(Items drawn from a data source)
● ● ●
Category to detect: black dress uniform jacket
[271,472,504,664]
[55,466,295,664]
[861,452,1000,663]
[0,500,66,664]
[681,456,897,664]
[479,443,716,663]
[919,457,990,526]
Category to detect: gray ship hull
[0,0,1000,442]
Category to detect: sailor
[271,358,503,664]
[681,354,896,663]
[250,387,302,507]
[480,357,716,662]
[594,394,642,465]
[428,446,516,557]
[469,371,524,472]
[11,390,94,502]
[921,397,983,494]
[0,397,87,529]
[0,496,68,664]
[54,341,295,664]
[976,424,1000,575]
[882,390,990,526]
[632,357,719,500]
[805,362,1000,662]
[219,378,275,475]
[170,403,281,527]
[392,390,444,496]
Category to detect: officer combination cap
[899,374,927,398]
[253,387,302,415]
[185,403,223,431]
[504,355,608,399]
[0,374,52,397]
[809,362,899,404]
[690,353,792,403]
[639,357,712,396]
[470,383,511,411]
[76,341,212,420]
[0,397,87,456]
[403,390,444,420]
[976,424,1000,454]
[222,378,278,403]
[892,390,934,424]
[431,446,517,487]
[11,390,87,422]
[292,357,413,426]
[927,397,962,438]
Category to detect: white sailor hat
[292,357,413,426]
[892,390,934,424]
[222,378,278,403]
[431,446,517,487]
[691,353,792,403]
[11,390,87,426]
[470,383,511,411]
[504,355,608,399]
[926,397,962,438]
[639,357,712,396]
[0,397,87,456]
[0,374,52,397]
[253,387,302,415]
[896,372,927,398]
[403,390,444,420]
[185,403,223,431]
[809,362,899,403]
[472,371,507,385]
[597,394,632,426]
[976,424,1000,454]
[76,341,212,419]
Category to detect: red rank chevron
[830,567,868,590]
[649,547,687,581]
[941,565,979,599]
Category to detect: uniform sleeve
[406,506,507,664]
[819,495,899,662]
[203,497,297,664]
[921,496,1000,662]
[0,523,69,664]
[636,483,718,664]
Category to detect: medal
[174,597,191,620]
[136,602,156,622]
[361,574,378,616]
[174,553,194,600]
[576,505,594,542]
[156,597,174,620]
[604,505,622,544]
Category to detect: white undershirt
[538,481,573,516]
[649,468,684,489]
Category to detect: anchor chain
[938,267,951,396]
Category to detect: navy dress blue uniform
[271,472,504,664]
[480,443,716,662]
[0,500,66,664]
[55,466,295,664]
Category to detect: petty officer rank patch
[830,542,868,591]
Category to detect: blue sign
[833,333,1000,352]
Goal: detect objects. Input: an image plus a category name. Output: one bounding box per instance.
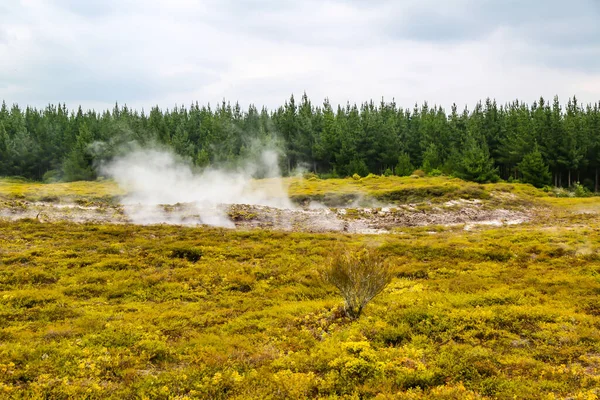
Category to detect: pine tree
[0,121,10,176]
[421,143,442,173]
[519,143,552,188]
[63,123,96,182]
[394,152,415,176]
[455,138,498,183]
● ● ●
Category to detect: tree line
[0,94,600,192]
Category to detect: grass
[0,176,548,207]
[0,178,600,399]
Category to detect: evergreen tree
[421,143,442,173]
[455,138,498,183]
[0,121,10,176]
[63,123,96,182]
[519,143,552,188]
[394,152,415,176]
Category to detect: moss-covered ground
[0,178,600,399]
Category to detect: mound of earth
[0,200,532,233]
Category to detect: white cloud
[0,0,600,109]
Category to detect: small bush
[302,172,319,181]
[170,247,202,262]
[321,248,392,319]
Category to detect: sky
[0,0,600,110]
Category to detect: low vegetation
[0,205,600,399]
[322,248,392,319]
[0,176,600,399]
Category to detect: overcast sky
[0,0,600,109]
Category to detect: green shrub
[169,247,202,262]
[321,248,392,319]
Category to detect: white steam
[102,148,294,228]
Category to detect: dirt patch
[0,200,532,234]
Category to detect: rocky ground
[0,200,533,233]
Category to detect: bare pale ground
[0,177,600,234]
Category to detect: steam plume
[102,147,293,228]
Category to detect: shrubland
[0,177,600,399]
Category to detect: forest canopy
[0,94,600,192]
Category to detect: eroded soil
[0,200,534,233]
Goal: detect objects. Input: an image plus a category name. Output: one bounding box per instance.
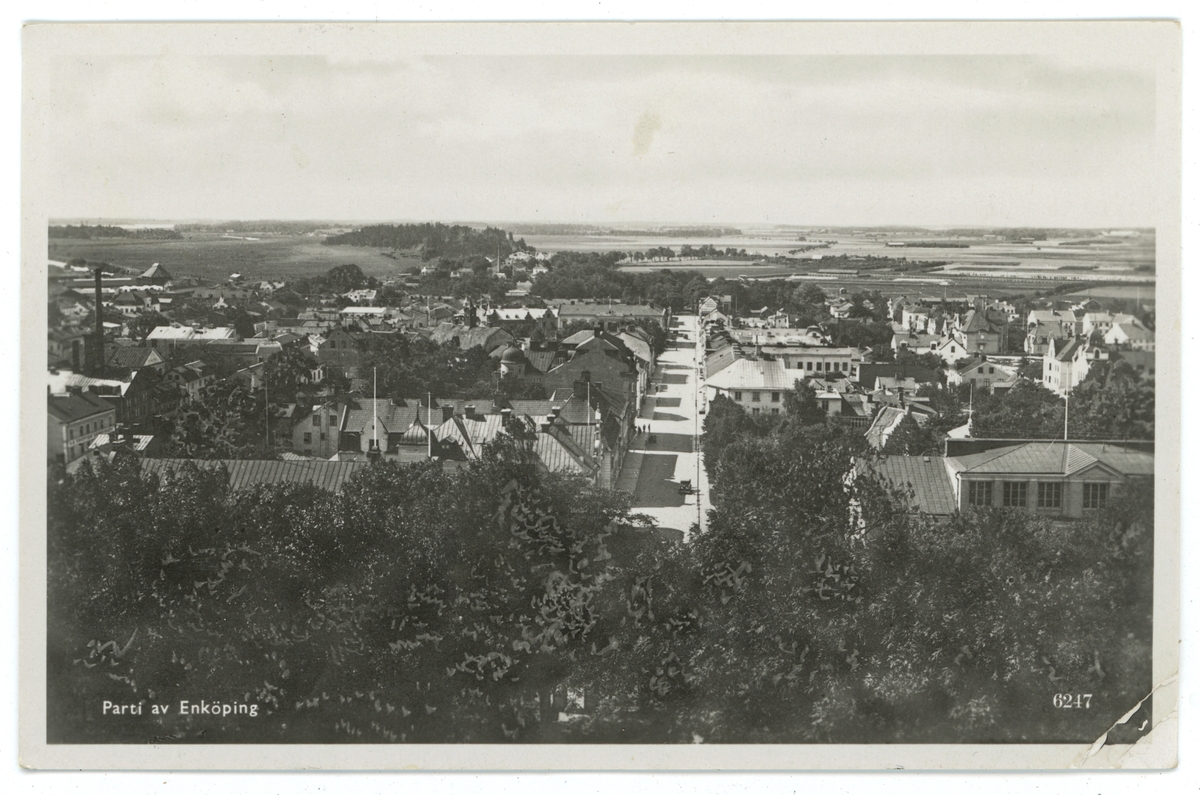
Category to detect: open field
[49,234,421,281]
● ● ●
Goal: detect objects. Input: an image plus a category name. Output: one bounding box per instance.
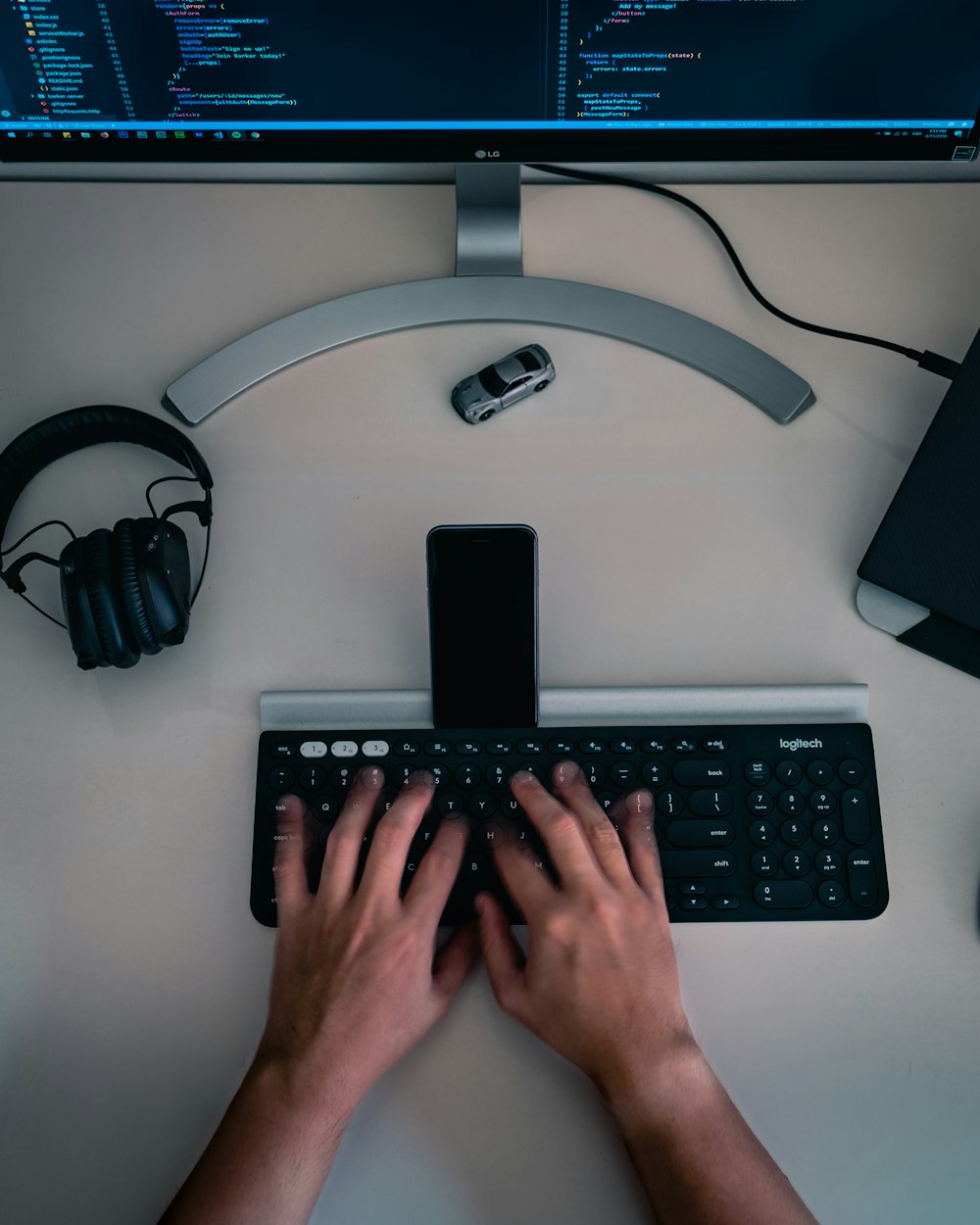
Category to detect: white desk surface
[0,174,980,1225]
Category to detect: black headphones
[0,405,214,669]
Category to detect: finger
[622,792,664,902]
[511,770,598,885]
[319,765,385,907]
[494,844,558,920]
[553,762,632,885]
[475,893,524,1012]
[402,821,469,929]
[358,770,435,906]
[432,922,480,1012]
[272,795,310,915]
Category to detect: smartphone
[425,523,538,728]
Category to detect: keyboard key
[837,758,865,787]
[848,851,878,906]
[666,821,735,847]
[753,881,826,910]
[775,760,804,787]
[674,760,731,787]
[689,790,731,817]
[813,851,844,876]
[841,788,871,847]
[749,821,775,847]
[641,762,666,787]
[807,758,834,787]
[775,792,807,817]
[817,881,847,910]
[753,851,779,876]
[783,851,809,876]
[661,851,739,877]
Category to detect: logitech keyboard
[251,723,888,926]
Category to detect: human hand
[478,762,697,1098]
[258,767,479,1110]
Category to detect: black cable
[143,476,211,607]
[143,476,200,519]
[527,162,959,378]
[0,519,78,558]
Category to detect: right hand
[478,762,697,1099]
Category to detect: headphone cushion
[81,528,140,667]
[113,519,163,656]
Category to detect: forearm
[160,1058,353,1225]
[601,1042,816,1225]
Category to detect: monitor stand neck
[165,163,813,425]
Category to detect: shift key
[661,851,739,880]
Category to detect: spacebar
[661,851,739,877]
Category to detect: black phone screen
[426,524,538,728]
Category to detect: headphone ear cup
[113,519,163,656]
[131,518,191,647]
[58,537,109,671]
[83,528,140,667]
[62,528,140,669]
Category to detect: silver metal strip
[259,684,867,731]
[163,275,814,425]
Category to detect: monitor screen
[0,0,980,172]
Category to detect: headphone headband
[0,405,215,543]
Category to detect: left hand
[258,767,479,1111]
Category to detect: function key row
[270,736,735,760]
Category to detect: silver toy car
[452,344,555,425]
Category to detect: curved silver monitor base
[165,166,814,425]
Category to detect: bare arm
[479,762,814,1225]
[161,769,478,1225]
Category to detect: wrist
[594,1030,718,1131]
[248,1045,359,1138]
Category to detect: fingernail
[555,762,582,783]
● ● ●
▶ _Directive_: Resize the lines from the line with "Category to detect: sky" to the line with "[49,234,421,281]", both included. Repeat every line except the picture, and multiply each bounding-box coordinate in the answers by 0.6, rounding to whole numbers with halves going up.

▶ _Completed task_:
Category to detect: sky
[0,0,360,66]
Category to detect: low vegetation
[0,123,360,239]
[193,149,235,191]
[0,106,360,239]
Category to detect: overcast sky
[0,0,360,65]
Category to detect: green shrub
[101,148,121,157]
[193,149,235,191]
Category to detect: white steam
[61,89,176,137]
Category to detect: dirt patch
[0,120,319,140]
Category to detect: rocky ground
[0,120,320,140]
Category to detect: bare pale ground
[0,106,360,140]
Category to detect: steam plume
[61,88,176,137]
Category to detect: shrubland
[0,106,360,239]
Category to detect: forest canopy
[0,56,360,115]
Category to detect: eroded soil
[0,120,320,140]
Goal: detect objects. Input: an image plus a category name. Output: one bounding box per instance.
Category to detect: open field
[29,140,253,169]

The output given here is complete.